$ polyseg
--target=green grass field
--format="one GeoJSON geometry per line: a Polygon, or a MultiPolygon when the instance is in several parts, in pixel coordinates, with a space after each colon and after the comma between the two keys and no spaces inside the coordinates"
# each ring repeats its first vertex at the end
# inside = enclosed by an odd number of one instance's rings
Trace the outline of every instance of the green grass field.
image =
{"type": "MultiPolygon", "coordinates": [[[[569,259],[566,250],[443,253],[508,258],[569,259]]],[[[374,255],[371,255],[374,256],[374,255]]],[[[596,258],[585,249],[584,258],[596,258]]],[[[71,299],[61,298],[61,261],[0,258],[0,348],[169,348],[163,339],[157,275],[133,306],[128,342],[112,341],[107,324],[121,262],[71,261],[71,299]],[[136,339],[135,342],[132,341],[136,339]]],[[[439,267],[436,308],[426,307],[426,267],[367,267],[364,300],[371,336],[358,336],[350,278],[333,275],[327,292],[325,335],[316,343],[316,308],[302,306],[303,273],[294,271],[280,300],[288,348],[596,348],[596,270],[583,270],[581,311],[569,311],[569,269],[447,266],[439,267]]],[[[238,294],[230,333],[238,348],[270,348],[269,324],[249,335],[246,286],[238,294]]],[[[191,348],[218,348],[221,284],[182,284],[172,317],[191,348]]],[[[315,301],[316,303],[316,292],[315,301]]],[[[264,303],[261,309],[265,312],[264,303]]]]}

→ What you are asked to do: Write out the rows above again, switching every "grass" to "turf" and keeping everything else the same.

→ Final result:
$ polyseg
--target=green turf field
--format="one GeoJSON geometry per line: a Polygon, or a MultiPolygon when the instance is in several parts, in pixel coordinates, with a space after each colon and after the comma between the two keys and no spaces inside the coordinates"
# each ring repeats its first vertex at the end
# inside = enclosed by an odd number of one instance's rings
Trace the outline of every instance of the green turf field.
image =
{"type": "MultiPolygon", "coordinates": [[[[569,259],[566,250],[443,253],[508,258],[569,259]]],[[[374,255],[371,255],[374,256],[374,255]]],[[[596,258],[585,249],[584,258],[596,258]]],[[[71,299],[61,298],[61,261],[0,258],[0,348],[169,348],[163,339],[157,275],[133,306],[128,342],[112,341],[107,324],[121,262],[71,261],[71,299]],[[136,339],[135,342],[132,341],[136,339]]],[[[439,267],[436,308],[426,307],[426,267],[367,267],[364,300],[371,336],[358,336],[350,278],[333,275],[327,292],[325,335],[316,343],[316,308],[302,306],[303,273],[294,271],[280,300],[288,348],[596,348],[596,270],[583,270],[581,311],[569,311],[569,269],[447,266],[439,267]]],[[[238,294],[230,333],[238,348],[270,348],[269,324],[249,335],[246,286],[238,294]]],[[[191,348],[218,348],[221,284],[182,284],[172,317],[191,348]]],[[[315,301],[316,303],[316,292],[315,301]]],[[[264,303],[261,309],[265,312],[264,303]]]]}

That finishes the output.